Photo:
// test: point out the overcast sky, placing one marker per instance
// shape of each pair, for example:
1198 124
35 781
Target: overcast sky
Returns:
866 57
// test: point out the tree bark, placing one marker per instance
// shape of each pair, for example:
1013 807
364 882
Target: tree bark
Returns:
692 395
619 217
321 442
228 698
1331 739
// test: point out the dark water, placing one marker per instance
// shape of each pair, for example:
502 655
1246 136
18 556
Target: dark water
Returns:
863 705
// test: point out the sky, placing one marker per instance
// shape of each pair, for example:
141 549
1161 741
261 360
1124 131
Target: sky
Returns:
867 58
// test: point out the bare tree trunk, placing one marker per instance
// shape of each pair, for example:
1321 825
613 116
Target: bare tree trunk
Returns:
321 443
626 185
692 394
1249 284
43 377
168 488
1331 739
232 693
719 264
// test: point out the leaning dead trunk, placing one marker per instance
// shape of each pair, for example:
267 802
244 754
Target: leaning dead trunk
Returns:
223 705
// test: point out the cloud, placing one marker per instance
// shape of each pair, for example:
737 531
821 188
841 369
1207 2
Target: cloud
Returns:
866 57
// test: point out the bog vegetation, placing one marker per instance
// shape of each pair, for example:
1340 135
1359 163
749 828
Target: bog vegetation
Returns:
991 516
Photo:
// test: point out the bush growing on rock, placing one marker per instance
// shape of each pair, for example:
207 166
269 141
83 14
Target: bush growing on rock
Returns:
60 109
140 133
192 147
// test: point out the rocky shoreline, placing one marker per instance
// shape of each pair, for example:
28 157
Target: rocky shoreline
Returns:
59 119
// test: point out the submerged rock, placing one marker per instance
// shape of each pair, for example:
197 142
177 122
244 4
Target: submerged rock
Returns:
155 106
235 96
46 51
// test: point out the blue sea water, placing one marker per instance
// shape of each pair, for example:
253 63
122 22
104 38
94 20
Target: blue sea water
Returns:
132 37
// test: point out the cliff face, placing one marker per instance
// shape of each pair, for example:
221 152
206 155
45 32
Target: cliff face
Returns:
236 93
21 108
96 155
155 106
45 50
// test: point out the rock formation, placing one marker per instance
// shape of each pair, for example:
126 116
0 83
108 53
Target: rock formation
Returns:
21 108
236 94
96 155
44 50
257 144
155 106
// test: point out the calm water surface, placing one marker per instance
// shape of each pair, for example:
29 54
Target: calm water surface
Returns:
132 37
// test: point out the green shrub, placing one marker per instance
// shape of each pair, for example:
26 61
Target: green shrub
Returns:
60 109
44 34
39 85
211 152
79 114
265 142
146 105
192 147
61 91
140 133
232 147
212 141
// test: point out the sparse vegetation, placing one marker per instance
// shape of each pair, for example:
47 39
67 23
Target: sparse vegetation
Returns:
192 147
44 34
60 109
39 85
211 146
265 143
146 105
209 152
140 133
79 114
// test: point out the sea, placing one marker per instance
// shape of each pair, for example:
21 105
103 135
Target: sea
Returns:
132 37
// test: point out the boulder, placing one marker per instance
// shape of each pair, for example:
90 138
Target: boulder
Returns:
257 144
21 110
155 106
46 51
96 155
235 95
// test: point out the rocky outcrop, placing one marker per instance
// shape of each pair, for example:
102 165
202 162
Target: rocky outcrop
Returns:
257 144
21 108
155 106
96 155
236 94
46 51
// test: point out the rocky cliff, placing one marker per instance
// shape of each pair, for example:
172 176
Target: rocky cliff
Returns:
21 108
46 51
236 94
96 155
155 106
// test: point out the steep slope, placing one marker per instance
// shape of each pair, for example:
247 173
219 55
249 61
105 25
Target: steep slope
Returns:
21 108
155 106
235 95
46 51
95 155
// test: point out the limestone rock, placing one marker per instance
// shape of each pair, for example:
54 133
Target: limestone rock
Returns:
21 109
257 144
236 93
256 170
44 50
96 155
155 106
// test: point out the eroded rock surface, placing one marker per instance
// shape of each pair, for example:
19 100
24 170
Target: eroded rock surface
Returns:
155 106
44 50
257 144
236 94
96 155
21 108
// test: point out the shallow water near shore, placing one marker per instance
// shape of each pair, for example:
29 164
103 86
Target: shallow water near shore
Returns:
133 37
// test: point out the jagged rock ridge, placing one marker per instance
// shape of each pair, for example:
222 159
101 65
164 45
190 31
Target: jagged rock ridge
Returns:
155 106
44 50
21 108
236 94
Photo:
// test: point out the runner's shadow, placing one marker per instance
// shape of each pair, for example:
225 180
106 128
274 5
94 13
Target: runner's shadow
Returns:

• _The problem_: Present every line of the listing above as a numbered list, omitting any blank lines.

• _Expected answer_:
1. Photo:
2. // test: point out the overcast sky, placing one marker per instance
3. // shape of each pair, for example:
4. 1198 124
5. 35 781
6. Target: overcast sky
7. Returns:
8. 866 57
9. // test: point out the tree bark, placing one marker per instance
10. // shape of each pair, for example:
11. 1013 807
12. 364 882
13. Target: tree bark
14. Returns:
15. 692 395
16. 619 217
17. 321 442
18. 228 698
19. 1331 739
20. // test: point out the dark water, placing one marker per instance
21. // shape of each pair, for example:
22. 502 655
23. 1246 136
24. 18 556
25. Target: dark water
26. Returns:
27. 863 705
28. // test: point out the sky, placing one marker per instance
29. // shape of each pair, for example:
30. 141 549
31. 1161 741
32. 261 360
33. 1124 131
34. Target: sky
35. Returns:
36. 867 58
37. // test: point out the bare tree trunk, placing one marker per instance
38. // shape of each pair, for example:
39. 1321 825
40. 613 116
41. Target: bare tree trunk
42. Returns:
43. 321 443
44. 626 185
45. 692 394
46. 1249 284
47. 43 377
48. 168 488
49. 1331 739
50. 232 693
51. 719 264
52. // test: point out the leaning dead trunk, placing one marker per instance
53. // shape of each pair, for example:
54. 267 802
55. 244 754
56. Target: leaning dead trunk
57. Returns:
58. 223 705
59. // test: point out the cloud, placing one marker per instance
60. // shape of each pair, for example:
61. 737 531
62. 821 188
63. 841 369
64. 1207 2
65. Target: cloud
66. Returns:
67. 866 57
68. // test: point out the bog vegetation, placing one marker per instance
69. // shape of each pair, for example:
70. 1340 135
71. 1359 163
72. 749 828
73. Target: bog vegetation
74. Returns:
75. 991 516
76. Photo:
77. // test: point out the bush growing on rock, placing one marker per instance
78. // shape of each pair, for example:
79. 207 166
80. 269 141
81. 83 14
82. Target: bush growing on rock
83. Returns:
84. 60 109
85. 140 133
86. 192 147
87. // test: point out the rocky shoreline, placing one marker per instance
88. // shape of each pair, for example:
89. 28 157
90. Target: rocky shoreline
91. Returns:
92. 59 119
93. // test: point out the submerged rock, placing one marker per instance
94. // shape of each pair, for example:
95. 197 142
96. 177 122
97. 244 4
98. Target: submerged rock
99. Returns:
100. 155 106
101. 235 96
102. 46 51
103. // test: point out the blue sea water, placing one marker per instance
104. // shape of each pair, for example:
105. 253 63
106. 122 22
107. 104 38
108. 94 20
109. Target: blue sea water
110. Returns:
111. 132 37
112. // test: point out the cliff face, placing one marker per instance
113. // shape of each pair, for example:
114. 221 152
115. 206 155
116. 45 32
117. Target: cliff face
118. Returns:
119. 236 93
120. 21 108
121. 96 155
122. 155 106
123. 45 50
124. // test: point out the rock formation, placing one marker per instance
125. // shape of each pair, for example:
126. 126 116
127. 0 83
128. 108 53
129. Target: rock formation
130. Returns:
131. 21 108
132. 236 94
133. 96 155
134. 44 50
135. 257 144
136. 155 106
137. // test: point out the calm water surface, placing one marker per instance
138. // shape of each pair, for example:
139. 29 54
140. Target: calm water surface
141. Returns:
142. 132 37
143. // test: point out the green shrub, placing one marker per instance
144. // shape of each pair, for example:
145. 26 61
146. Target: green shrub
147. Returns:
148. 60 109
149. 44 34
150. 39 85
151. 211 152
152. 79 114
153. 265 142
154. 146 105
155. 192 147
156. 61 91
157. 140 133
158. 232 147
159. 212 141
160. // test: point out the sparse vegetation, placing one marker per instance
161. // shape of each pair, for example:
162. 47 39
163. 67 23
164. Target: sparse vegetation
165. Returns:
166. 192 147
167. 44 34
168. 60 109
169. 39 85
170. 211 146
171. 265 143
172. 146 105
173. 209 152
174. 140 133
175. 79 114
176. // test: point out the sea, placing one marker per instance
177. // shape of each pair, for example:
178. 21 105
179. 103 135
180. Target: sea
181. Returns:
182. 132 37
183. // test: point out the boulder, placing one marker per instance
184. // shape of each pair, for example:
185. 90 138
186. Target: boulder
187. Returns:
188. 257 144
189. 21 110
190. 155 106
191. 46 51
192. 96 155
193. 235 95
194. // test: point out the rocky outcrop, placing one marker per instance
195. // shape of each pair, for example:
196. 102 165
197. 202 162
198. Target: rocky outcrop
199. Returns:
200. 257 144
201. 21 108
202. 155 106
203. 96 155
204. 236 94
205. 46 51
206. // test: point out the rocky cliff, placing one marker per instance
207. // shape of each pair, for example:
208. 172 176
209. Target: rocky cliff
210. Returns:
211. 21 108
212. 46 51
213. 236 94
214. 96 155
215. 155 106
216. // test: point out the steep slope, placing one marker per instance
217. // shape of each pair, for example:
218. 247 173
219. 219 55
220. 249 61
221. 105 25
222. Target: steep slope
223. Returns:
224. 21 108
225. 155 106
226. 235 95
227. 46 51
228. 95 155
229. // test: point out the limestone rock, placing one marker per instance
230. // shape of each pair, for example:
231. 54 133
232. Target: limestone rock
233. Returns:
234. 21 109
235. 257 144
236. 236 93
237. 256 170
238. 44 50
239. 96 155
240. 155 106
241. // test: point out the eroded rock surface, placing one marker per instance
242. // shape of each pair, for example:
243. 19 100
244. 24 170
245. Target: eroded rock surface
246. Returns:
247. 155 106
248. 44 50
249. 257 144
250. 236 94
251. 96 155
252. 21 108
253. // test: point out the shallow water near shore, placing one marker per instance
254. // shape of each pair, for example:
255. 29 164
256. 103 86
257. Target: shallow water near shore
258. Returns:
259. 133 37
260. // test: point out the jagged rock ridge, placing one marker per instance
261. // shape of each pair, for example:
262. 222 159
263. 101 65
264. 164 45
265. 190 31
266. Target: jagged rock ridge
267. Returns:
268. 155 106
269. 44 50
270. 21 108
271. 236 94
272. Photo:
273. // test: point out the runner's shadow, placing one marker per instance
274. // shape of each pair, for example:
275. 225 180
276. 106 128
277. 274 5
278. 94 13
279. Target: runner's shadow
280. Returns:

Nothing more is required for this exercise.